◆ ZU ERLEDIGENDE AUFGABEN ◆
A) Schreib den Abschnitt des Textes über Machtteilung ab, beginnend bei „Machtteilung und ihre“ und endend bei „hinterlassen spinnennetzförmige Risse.“, und benenne darin „Machtteilung“ in „Teilung der Macht“ um.
B) In welcher Stadt arbeitete Andreas Juon laut dem Text über Machtteilung als Englischlehrer?

◆ DOKUMENTAUSZUG ◆
----

Machtteilung und ihre Nebenwirkungen

Die Beteiligung ethnischer Minderheiten an der Regierung entscheidet bisweilen zwischen Krieg und Frieden. ETH-Postdoc Andreas Juon erforscht, wie sich unterschiedliche Formen der Machtteilung auf die Stabilität und Qualität von politischen Systemen auswirken.
Andreas Juon

Als Andreas Juon im Mai 2009 wie jeden Morgen den Bus in die Children's Model High School im Zentrum von Kathmandu nimmt, wo er seit knapp drei Monaten als Englischlehrer arbeitet, knallt es plötzlich laut. Steine prallen von der Scheibe des Buses ab und hinterlassen spinnennetzförmige Risse.

----

◆ DATENAUSZUG ◆

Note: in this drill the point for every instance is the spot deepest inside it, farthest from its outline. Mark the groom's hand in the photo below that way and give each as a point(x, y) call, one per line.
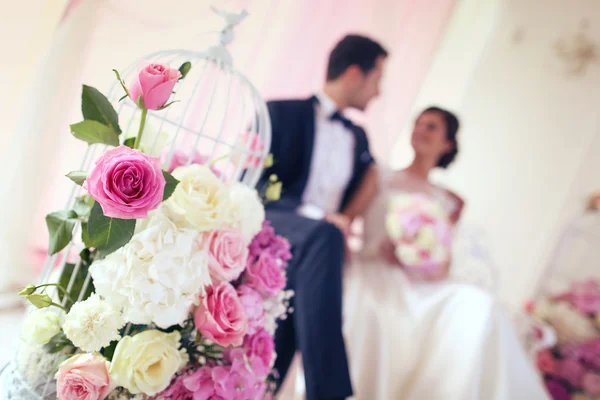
point(387, 250)
point(341, 221)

----

◆ LÖSUNGEN JE AUFGABE ◆
A)
Teilung der Macht und ihre Nebenwirkungen

Die Beteiligung ethnischer Minderheiten an der Regierung entscheidet bisweilen zwischen Krieg und Frieden. ETH-Postdoc Andreas Juon erforscht, wie sich unterschiedliche Formen der Teilung der Macht auf die Stabilität und Qualität von politischen Systemen auswirken.
Andreas Juon

Als Andreas Juon im Mai 2009 wie jeden Morgen den Bus in die Children's Model High School im Zentrum von Kathmandu nimmt, wo er seit knapp drei Monaten als Englischlehrer arbeitet, knallt es plötzlich laut. Steine prallen von der Scheibe des Buses ab und hinterlassen spinnennetzförmige Risse.

B) Andreas Juon arbeitete als Englischlehrer an der Children's Model High School im Zentrum von Kathmandu.